[Start of section]
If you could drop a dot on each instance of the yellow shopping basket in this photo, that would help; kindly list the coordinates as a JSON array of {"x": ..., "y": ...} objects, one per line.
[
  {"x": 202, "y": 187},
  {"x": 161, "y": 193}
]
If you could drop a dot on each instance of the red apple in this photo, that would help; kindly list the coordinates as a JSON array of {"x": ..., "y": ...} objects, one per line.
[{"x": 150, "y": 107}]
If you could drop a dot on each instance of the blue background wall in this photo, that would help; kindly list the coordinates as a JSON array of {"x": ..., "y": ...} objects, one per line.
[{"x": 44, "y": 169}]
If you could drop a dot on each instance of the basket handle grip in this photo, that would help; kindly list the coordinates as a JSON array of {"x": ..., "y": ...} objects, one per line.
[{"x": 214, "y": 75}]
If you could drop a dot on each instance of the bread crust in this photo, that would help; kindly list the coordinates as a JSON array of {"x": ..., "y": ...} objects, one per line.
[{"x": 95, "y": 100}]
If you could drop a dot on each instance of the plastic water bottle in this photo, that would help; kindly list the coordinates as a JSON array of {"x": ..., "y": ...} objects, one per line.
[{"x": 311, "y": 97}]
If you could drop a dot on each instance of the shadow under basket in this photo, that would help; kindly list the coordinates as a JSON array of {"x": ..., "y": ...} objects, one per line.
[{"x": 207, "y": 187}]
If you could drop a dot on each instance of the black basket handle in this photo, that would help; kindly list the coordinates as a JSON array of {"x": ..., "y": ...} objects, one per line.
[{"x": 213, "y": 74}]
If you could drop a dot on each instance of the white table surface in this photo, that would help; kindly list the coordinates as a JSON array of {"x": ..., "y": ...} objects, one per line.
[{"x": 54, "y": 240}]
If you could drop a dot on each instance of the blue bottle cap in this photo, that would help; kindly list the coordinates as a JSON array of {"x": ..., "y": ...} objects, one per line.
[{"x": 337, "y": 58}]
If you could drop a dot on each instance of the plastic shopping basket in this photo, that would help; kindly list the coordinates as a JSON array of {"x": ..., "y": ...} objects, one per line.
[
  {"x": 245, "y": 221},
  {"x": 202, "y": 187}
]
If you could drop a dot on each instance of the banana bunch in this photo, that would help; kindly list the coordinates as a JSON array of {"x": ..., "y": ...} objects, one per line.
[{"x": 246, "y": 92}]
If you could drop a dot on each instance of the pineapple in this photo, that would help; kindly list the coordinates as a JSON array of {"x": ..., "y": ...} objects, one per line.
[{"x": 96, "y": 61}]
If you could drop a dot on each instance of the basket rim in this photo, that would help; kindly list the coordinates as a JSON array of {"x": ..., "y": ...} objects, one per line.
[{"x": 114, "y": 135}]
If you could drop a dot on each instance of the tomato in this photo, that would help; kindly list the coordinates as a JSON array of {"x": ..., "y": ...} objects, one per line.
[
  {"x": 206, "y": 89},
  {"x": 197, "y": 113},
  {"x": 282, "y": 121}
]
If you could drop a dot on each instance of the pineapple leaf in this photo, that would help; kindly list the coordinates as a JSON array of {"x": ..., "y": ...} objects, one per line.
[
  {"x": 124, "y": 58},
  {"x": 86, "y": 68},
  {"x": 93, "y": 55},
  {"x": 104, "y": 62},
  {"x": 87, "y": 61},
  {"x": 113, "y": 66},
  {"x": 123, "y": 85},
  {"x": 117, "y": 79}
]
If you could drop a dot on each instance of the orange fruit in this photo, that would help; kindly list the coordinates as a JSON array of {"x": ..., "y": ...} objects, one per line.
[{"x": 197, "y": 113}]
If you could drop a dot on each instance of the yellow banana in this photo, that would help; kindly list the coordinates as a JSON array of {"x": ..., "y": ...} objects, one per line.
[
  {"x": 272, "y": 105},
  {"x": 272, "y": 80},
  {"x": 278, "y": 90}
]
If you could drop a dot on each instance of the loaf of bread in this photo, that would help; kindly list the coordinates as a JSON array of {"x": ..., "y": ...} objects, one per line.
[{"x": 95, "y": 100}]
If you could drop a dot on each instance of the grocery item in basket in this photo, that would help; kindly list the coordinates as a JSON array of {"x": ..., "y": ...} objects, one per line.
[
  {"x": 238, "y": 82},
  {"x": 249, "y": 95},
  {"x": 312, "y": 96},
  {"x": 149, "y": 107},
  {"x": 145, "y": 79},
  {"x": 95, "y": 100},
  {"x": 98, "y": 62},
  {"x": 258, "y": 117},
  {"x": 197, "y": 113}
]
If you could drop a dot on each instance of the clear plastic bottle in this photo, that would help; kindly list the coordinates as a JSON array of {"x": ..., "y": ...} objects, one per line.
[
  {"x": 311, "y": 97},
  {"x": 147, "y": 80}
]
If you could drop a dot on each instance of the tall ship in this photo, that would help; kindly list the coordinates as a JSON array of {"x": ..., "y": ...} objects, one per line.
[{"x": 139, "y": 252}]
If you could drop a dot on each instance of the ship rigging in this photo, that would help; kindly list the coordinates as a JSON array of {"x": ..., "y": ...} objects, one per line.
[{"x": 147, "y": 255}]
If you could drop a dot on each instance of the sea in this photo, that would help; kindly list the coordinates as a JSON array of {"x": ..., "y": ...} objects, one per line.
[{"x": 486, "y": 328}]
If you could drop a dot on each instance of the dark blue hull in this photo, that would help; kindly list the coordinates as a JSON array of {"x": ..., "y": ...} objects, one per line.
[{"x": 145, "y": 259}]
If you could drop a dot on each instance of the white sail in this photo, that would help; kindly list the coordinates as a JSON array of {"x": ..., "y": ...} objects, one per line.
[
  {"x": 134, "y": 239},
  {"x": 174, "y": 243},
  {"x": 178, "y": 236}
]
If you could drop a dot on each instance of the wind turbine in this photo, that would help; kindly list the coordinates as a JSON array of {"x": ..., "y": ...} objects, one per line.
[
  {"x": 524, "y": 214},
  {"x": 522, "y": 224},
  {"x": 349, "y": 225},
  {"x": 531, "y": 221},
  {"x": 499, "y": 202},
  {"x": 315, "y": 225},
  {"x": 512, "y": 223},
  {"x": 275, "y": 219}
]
[End of section]
| How to complete this task |
Line by line, repeat the data exactly.

| Output for this task |
If you could drop a dot on each instance of the yellow shopping basket in this photo, that would help; kindly list the coordinates as a JSON array of {"x": ..., "y": ...} objects, one per line.
[
  {"x": 202, "y": 187},
  {"x": 161, "y": 193}
]
If you could drop a dot on each instance of the red apple in this photo, that would help; kindly list the coordinates as a JSON array of {"x": ..., "y": ...} objects, one per line.
[{"x": 150, "y": 107}]
If you could drop a dot on each instance of the blue background wall in this photo, that would help; kindly list the coordinates as a JSON array of {"x": ..., "y": ...} objects, one per line.
[{"x": 44, "y": 169}]
If you could drop a dot on each instance of the basket handle grip in this photo, that would help; kindly list the coordinates as a JSON array of {"x": ..., "y": ...} objects, one per line.
[{"x": 214, "y": 75}]
If you could drop a dot on each instance of the bread crust in this photo, that would help; kindly list the coordinates as a JSON array of {"x": ..., "y": ...} objects, one per line.
[{"x": 95, "y": 100}]
If you could drop a dot on each instance of the plastic water bottle in this photo, that would help; kindly list the coordinates as a JSON array of {"x": ..., "y": ...} objects, one per line.
[{"x": 311, "y": 97}]
If you could drop a dot on each instance of the shadow under basket in this photo, that would help; kindly list the coordinates as a JSON array of {"x": ..., "y": ...} objects, one per line.
[{"x": 207, "y": 187}]
If you could drop a dot on each instance of the black basket handle in this photo, that would help; kindly list the coordinates as a JSON array of {"x": ..., "y": ...} objects, one per line.
[{"x": 213, "y": 74}]
If you could drop a dot on each instance of the white table surface in this photo, that would help; kindly list the coordinates as a JSON array of {"x": ..., "y": ...} objects, one per line.
[{"x": 54, "y": 240}]
If you could drop a dot on each instance of the blue bottle cap in this photo, that would help; kindly list the coordinates as a JSON array of {"x": ..., "y": ...} objects, one per line.
[{"x": 337, "y": 58}]
If you could drop a dot on each instance of the plastic shopping basket in this photo, that would help; kindly list the coordinates as a JSON array of {"x": ..., "y": ...} objects, one per line.
[
  {"x": 245, "y": 221},
  {"x": 202, "y": 187}
]
If you could drop a dot on each instance of the banana bunch in this photo, that would help; kindly list the coordinates as a JSON array of {"x": ..., "y": ...} objects, one per line.
[{"x": 246, "y": 92}]
If you could drop a dot on each instance of the pineapple in this photo, that would help; kindly list the coordinates as a JSON array of {"x": ..., "y": ...} objects, one per line.
[{"x": 96, "y": 61}]
If you could drop a dot on each instance of the basket rim in this photo, that would help; kindly list the coordinates as a JSON array of {"x": ..., "y": ...} objects, one per line.
[{"x": 114, "y": 135}]
If you could drop a dot on each instance of the tomato in this photo, that would help; kindly list the coordinates as a JSON array of {"x": ..., "y": ...} objects, one per line.
[
  {"x": 206, "y": 89},
  {"x": 197, "y": 113},
  {"x": 282, "y": 121}
]
If you could drop a dot on each instance of the pineapple leaf in this photo, that would help; kindly list the coordinates as a JSON array of {"x": ..., "y": ...} objects, one per line.
[
  {"x": 124, "y": 58},
  {"x": 86, "y": 68},
  {"x": 93, "y": 55},
  {"x": 104, "y": 62},
  {"x": 87, "y": 61},
  {"x": 113, "y": 66},
  {"x": 123, "y": 85},
  {"x": 117, "y": 79}
]
If you could drop a dot on each instance of the orange fruit in this photo, that would help; kindly list the coordinates as a JSON array of {"x": ..., "y": ...} objects, one per line.
[{"x": 197, "y": 113}]
If you could drop a dot on each instance of the yellow banana in this photo, that would help; kindly list the coordinates as a JSON array of {"x": ..., "y": ...} objects, one per line.
[
  {"x": 272, "y": 105},
  {"x": 272, "y": 80},
  {"x": 278, "y": 90}
]
If you could drop a dot on each instance of the loaf of bread in this photo, that would help; kindly list the coordinates as a JSON array of {"x": ..., "y": ...} objects, one per line.
[{"x": 95, "y": 100}]
If you could drop a dot on each instance of the grocery item in basket in this photo, that would help; kindly list the coordinates as a JSON array of {"x": ..., "y": ...} objects, one per line.
[
  {"x": 238, "y": 82},
  {"x": 249, "y": 95},
  {"x": 312, "y": 96},
  {"x": 149, "y": 107},
  {"x": 145, "y": 79},
  {"x": 95, "y": 100},
  {"x": 98, "y": 62},
  {"x": 258, "y": 117},
  {"x": 197, "y": 113}
]
If you could drop a dot on each instance of the clear plastic bottle in this photo, that would help; kindly list the coordinates as a JSON array of {"x": ..., "y": ...} objects, one per line.
[
  {"x": 311, "y": 97},
  {"x": 147, "y": 80}
]
If you could drop a dot on each instance of the tall ship in this photo, that would help; kindly list the coordinates as a JSON array of {"x": ..., "y": ...} objects, one per line.
[{"x": 139, "y": 252}]
If you could drop a dot on each instance of the ship rigging in this photo, that would help; kindly list the coordinates as a JSON array of {"x": ..., "y": ...} objects, one per line.
[{"x": 147, "y": 255}]
If you could drop a dot on each instance of the sea in this photo, that would help; kindly list the coordinates as a JSON array of {"x": ..., "y": ...} objects, one per line.
[{"x": 486, "y": 328}]
If you could drop a dot on each instance of the dark blue hull in this photo, that would help; kindly list the coordinates as a JSON array of {"x": ..., "y": ...} objects, one per line.
[{"x": 145, "y": 259}]
If you could drop a dot on each instance of the white sail in this photo, that would help; kindly list the coordinates as a JSON array of {"x": ..., "y": ...} objects, one per line.
[
  {"x": 134, "y": 239},
  {"x": 174, "y": 243},
  {"x": 178, "y": 236}
]
If you could drop a dot on each instance of the wind turbine in this photo, that would help; kindly list the coordinates as a JSON array of {"x": ..., "y": ...} objects, one per line.
[
  {"x": 524, "y": 214},
  {"x": 522, "y": 224},
  {"x": 349, "y": 225},
  {"x": 531, "y": 221},
  {"x": 499, "y": 202},
  {"x": 315, "y": 225},
  {"x": 512, "y": 223},
  {"x": 275, "y": 219}
]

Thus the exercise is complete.